• _The task_:
Reproduce verbatim the lines of the material below, from the line containing "Detect the pedestrian" through the line containing "xmin=1205 ymin=123 xmax=1266 ymax=177", both included.

• _Exercise materials_:
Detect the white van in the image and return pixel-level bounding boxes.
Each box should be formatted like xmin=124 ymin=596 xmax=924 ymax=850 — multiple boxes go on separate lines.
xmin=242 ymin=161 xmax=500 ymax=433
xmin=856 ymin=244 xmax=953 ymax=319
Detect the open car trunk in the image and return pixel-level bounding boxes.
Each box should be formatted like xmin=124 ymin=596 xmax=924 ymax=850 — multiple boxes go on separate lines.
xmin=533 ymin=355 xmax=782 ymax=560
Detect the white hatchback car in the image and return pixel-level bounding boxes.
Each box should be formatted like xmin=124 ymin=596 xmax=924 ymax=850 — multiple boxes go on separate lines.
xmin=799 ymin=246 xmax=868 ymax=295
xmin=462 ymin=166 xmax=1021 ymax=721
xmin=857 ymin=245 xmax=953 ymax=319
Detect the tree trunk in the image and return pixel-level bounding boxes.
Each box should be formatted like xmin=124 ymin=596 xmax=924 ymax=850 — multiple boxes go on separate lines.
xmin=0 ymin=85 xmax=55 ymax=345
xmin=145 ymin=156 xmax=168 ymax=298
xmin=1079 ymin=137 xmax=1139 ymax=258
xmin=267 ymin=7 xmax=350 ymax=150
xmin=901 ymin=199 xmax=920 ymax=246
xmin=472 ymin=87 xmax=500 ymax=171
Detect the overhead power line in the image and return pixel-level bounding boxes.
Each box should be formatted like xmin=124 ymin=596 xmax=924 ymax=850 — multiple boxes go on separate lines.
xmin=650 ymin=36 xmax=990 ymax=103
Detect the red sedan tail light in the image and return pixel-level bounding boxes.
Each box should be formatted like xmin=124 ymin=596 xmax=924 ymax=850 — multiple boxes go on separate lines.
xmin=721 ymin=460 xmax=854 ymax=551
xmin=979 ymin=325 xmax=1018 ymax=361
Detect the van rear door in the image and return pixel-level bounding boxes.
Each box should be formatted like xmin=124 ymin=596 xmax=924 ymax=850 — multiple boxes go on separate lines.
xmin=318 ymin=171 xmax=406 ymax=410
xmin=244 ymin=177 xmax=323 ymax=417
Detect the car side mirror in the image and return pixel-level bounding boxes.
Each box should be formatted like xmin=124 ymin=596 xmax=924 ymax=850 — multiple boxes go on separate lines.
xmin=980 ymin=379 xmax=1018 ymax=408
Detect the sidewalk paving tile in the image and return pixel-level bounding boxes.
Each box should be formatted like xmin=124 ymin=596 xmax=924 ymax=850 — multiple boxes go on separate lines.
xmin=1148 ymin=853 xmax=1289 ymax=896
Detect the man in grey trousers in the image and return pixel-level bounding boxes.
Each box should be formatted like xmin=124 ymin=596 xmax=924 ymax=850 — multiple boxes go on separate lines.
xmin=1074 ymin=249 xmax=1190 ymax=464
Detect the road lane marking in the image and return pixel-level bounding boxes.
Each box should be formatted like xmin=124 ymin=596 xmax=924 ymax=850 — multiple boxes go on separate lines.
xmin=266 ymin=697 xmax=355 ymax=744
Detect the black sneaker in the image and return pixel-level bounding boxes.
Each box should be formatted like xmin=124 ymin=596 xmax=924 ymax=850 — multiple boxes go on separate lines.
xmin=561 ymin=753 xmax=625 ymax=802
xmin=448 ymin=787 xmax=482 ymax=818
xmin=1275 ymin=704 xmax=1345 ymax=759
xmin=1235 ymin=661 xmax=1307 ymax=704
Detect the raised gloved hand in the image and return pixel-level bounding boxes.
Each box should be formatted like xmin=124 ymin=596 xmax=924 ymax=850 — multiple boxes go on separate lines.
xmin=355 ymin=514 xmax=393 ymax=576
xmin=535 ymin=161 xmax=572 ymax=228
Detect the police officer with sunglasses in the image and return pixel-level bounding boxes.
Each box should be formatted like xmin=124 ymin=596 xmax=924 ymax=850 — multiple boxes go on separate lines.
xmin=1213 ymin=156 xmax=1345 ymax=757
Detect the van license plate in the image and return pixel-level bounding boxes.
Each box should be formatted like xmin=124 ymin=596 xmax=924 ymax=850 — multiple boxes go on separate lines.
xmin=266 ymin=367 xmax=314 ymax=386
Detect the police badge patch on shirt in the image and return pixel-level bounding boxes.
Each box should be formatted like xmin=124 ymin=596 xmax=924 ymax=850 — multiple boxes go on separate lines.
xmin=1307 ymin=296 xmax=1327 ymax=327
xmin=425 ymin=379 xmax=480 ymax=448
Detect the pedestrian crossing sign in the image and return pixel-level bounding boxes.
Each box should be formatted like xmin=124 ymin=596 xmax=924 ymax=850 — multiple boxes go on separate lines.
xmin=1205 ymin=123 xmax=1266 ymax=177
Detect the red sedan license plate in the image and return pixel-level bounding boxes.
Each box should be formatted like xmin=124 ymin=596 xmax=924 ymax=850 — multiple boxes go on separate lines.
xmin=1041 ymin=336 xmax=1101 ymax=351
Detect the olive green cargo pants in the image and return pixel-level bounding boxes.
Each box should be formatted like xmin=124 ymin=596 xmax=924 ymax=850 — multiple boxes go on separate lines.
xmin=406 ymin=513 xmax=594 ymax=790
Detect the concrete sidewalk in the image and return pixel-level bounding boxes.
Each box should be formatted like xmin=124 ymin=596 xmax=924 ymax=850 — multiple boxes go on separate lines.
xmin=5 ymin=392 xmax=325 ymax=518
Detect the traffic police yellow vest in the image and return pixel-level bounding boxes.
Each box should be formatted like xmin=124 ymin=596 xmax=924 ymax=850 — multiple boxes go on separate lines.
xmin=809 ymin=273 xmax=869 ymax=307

• _Task output_:
Detect the pedestrian crossing sign in the image and return pixel-level bounding boxes.
Each box should be formatted like xmin=124 ymin=596 xmax=924 ymax=850 — multiple boxes go on separate lines.
xmin=1205 ymin=123 xmax=1266 ymax=177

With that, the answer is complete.